_OBJECTIVE A_
From the listing below, pull out every line that contains the string "wall", and copy each one unchanged.

___ EXTRACT PROVIDED

TechLead
Lesson 17 of 30
7 min read
System Design

System Design: Notification System

Design a scalable notification system covering push, SMS, email, and in-app notifications with priority queues, rate limiting, and delivery tracking

Problem Statement

Design a notification system that can send notifications across multiple channels: push notifications, SMS, email, and in-app notifications. The system must handle high throughput, respect user preferences, and provide delivery tracking. Notification systems are a critical component of virtually every modern application.

Step 1: Requirements

Functional Requirements

  • Support multiple notification types: push (iOS/Android), SMS, email, in-app
  • Template-based notification content with personalization
  • User preference management (opt-in/opt-out per channel and category)
  • Priority levels: critical, high, medium, low
  • Delivery tracking and analytics
  • Rate limiting to prevent notification fatigue
  • Scheduled notifications

Non-Functional Requirements

  • High throughput: 10 million notifications per day
  • Low latency for critical notifications (<1 second)
  • At-least-once delivery guarantee
  • Soft real-time (most notifications delivered within 5 seconds)
  • Graceful degradation if a channel provider is down

Step 2: Notification Types Deep Dive

Channel Comparison

Channel Latency Cost Reach Provider
Push (iOS)~1sFreeApp installedAPNs
Push (Android)~1sFreeApp installedFCM
Email1-30sLowHas emailSendGrid, SES
SMS1-5sHighHas phoneTwilio, SNS
In-AppInstantFreeIn the appWebSocket/SSE

Step 3: System Architecture

// Core notification data model
interface Notification {
  id: string;
  userId: string;
  type: "push" | "sms" | "email" | "in_app";
  category: string;           // "marketing", "transactional", "social", "security"
  priority: "critical" | "high" | "medium" | "low";
  templateId: string;
  templateData: Record<string, any>;  // Variables for personalization
  scheduledAt?: Date;
  status: "pending" | "queued" | "sent" | "delivered" | "failed" | "read";
  createdAt: Date;
  sentAt?: Date;
  deliveredAt?: Date;
  readAt?: Date;
  retryCount: number;
  metadata: Record<string, any>;
}

// User notification preferences
interface UserNotificationPreferences {
  userId: string;
  channels: {
    push: boolean;
    email: boolean;
    sms: boolean;
    inApp: boolean;
  };
  categories: {
    marketing: boolean;
    social: boolean;
    transactional: boolean;  // Usually can't be disabled
    security: boolean;       // Usually can't be disabled
  };
  quietHours?: {
    start: string;  // "22:00"
    end: string;    // "08:00"

______
___ THE DATA

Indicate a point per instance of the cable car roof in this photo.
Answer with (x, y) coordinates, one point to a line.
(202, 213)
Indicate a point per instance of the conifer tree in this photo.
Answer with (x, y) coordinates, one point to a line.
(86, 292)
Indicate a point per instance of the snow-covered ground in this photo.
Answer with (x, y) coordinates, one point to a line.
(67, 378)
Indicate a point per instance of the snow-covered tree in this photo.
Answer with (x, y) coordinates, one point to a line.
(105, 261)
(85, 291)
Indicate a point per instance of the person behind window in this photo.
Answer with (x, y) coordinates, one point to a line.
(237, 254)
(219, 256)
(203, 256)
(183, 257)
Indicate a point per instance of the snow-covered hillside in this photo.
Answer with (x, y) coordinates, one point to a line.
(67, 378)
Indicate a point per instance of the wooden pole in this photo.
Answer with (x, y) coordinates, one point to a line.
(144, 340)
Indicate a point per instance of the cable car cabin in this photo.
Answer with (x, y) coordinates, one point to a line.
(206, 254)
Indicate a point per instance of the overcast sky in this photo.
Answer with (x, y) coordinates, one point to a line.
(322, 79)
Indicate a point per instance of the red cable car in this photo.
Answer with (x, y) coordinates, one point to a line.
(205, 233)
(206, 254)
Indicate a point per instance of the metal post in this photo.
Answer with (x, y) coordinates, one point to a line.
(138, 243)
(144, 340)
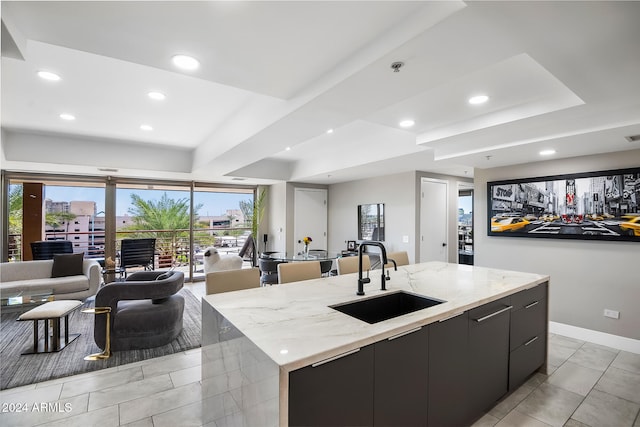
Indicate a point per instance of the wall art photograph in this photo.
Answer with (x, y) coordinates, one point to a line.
(592, 206)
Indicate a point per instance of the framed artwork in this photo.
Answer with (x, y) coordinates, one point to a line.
(371, 222)
(602, 205)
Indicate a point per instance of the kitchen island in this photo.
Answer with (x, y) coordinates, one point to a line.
(281, 355)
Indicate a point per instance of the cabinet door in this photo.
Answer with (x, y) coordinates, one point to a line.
(488, 354)
(526, 359)
(401, 373)
(335, 393)
(448, 372)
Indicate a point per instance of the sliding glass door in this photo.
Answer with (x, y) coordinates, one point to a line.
(95, 214)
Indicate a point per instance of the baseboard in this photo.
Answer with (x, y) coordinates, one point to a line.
(596, 337)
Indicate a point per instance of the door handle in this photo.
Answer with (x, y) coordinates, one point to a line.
(331, 359)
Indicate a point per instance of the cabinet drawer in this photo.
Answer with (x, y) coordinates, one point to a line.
(338, 392)
(529, 296)
(490, 310)
(526, 359)
(528, 322)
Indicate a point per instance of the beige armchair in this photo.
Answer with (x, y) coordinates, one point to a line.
(401, 258)
(298, 271)
(232, 280)
(349, 264)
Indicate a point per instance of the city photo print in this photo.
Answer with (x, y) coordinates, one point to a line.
(591, 206)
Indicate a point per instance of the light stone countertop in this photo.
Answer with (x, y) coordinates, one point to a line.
(294, 325)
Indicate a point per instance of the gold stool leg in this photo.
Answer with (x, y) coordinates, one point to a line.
(107, 345)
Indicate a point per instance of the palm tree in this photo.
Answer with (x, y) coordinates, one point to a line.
(15, 220)
(15, 209)
(252, 211)
(168, 215)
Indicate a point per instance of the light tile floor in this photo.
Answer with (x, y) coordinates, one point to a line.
(587, 385)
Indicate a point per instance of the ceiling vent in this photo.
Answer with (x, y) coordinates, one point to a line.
(395, 66)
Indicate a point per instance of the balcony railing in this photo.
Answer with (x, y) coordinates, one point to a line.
(172, 246)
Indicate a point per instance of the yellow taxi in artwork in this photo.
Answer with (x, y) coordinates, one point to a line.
(508, 224)
(631, 228)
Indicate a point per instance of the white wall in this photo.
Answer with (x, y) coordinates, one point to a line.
(400, 194)
(397, 192)
(275, 217)
(586, 276)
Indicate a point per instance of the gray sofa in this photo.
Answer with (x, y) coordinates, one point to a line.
(28, 276)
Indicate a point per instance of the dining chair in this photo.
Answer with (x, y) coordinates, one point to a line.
(232, 280)
(400, 257)
(298, 271)
(269, 270)
(349, 264)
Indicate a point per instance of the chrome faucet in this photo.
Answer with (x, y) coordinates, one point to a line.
(361, 280)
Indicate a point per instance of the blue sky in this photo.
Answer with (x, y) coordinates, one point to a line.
(213, 203)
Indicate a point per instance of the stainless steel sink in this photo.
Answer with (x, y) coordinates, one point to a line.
(377, 309)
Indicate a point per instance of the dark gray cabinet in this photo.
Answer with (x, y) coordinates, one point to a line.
(449, 372)
(337, 392)
(528, 342)
(488, 354)
(401, 380)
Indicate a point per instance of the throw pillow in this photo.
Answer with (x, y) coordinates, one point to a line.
(67, 265)
(164, 276)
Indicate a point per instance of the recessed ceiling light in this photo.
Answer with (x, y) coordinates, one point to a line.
(479, 99)
(185, 62)
(158, 96)
(48, 75)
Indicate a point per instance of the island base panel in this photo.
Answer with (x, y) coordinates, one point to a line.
(240, 383)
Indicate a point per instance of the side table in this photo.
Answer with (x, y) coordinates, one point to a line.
(51, 311)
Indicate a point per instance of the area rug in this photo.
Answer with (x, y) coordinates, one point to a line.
(15, 337)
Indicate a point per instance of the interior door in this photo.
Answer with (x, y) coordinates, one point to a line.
(310, 217)
(433, 220)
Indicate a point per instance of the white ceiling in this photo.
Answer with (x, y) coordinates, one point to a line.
(278, 75)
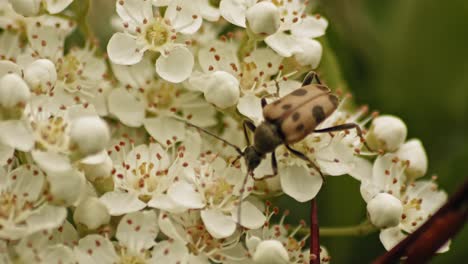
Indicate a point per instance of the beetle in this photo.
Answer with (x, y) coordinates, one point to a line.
(289, 120)
(286, 121)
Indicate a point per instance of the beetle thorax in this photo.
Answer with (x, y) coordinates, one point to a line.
(267, 137)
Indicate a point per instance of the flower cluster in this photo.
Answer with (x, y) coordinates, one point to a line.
(100, 161)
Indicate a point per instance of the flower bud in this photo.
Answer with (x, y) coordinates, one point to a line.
(263, 18)
(97, 170)
(222, 89)
(385, 210)
(90, 134)
(414, 152)
(386, 133)
(271, 252)
(91, 213)
(26, 7)
(41, 73)
(13, 91)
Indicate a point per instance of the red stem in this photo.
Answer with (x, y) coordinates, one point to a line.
(422, 244)
(314, 234)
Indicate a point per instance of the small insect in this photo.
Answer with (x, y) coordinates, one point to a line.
(289, 120)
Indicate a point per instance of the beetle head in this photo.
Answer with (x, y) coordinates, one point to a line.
(252, 158)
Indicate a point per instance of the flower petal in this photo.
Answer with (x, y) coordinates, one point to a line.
(310, 54)
(297, 182)
(128, 109)
(250, 106)
(137, 231)
(119, 203)
(169, 252)
(51, 161)
(252, 217)
(184, 16)
(217, 223)
(134, 11)
(57, 6)
(310, 27)
(165, 130)
(16, 134)
(183, 193)
(176, 66)
(285, 45)
(104, 253)
(123, 49)
(234, 11)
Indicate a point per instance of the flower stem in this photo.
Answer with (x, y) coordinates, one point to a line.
(361, 229)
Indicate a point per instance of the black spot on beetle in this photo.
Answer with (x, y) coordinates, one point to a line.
(322, 87)
(318, 114)
(299, 92)
(333, 99)
(296, 116)
(300, 127)
(286, 106)
(277, 102)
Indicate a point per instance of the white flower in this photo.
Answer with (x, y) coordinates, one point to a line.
(46, 37)
(14, 92)
(387, 133)
(385, 210)
(91, 213)
(90, 134)
(187, 228)
(263, 18)
(253, 74)
(413, 151)
(142, 176)
(145, 100)
(303, 28)
(271, 251)
(334, 155)
(234, 11)
(147, 32)
(222, 89)
(214, 187)
(40, 75)
(50, 118)
(49, 245)
(187, 15)
(33, 7)
(276, 243)
(420, 199)
(24, 207)
(136, 234)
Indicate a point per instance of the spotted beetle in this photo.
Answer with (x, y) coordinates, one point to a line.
(289, 120)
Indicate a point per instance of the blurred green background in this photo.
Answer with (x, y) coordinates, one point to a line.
(403, 57)
(410, 59)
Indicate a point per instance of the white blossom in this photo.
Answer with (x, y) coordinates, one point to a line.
(387, 133)
(145, 31)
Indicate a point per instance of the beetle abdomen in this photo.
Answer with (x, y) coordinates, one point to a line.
(282, 108)
(307, 117)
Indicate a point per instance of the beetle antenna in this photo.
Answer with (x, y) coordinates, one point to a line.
(241, 197)
(241, 153)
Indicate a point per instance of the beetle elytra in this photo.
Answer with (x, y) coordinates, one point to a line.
(289, 120)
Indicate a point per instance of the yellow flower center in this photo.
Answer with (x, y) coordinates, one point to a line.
(157, 34)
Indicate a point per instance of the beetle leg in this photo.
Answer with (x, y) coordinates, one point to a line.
(304, 157)
(215, 136)
(274, 166)
(344, 127)
(310, 78)
(248, 125)
(263, 102)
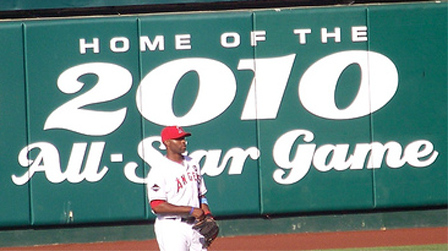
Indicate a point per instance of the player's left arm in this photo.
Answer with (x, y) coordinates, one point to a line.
(204, 205)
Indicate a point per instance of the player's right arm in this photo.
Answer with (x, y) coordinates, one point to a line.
(163, 207)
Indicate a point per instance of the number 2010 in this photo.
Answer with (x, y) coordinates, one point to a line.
(217, 90)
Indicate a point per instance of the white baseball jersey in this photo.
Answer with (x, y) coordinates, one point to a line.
(178, 184)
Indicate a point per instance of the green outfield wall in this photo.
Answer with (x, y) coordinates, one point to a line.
(292, 110)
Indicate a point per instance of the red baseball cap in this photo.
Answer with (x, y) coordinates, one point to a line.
(173, 132)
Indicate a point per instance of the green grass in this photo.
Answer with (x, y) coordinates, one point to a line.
(443, 247)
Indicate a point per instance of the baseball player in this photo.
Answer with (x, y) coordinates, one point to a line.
(176, 193)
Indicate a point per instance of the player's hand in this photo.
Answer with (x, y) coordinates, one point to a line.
(198, 214)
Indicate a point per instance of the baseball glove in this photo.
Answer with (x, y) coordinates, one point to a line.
(208, 228)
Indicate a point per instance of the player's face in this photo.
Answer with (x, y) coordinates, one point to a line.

______

_OBJECTIVE B_
What daily throughput does the notification system design page above list as a non-functional requirement?

_WRITTEN ANSWER A_
Indicate a point per instance of the wall art photograph in this photo.
Indicate a point per instance of the white wall in this photo.
Indicate a point per instance of the green outfield wall in this photo.

_WRITTEN ANSWER B_
10 million notifications per day.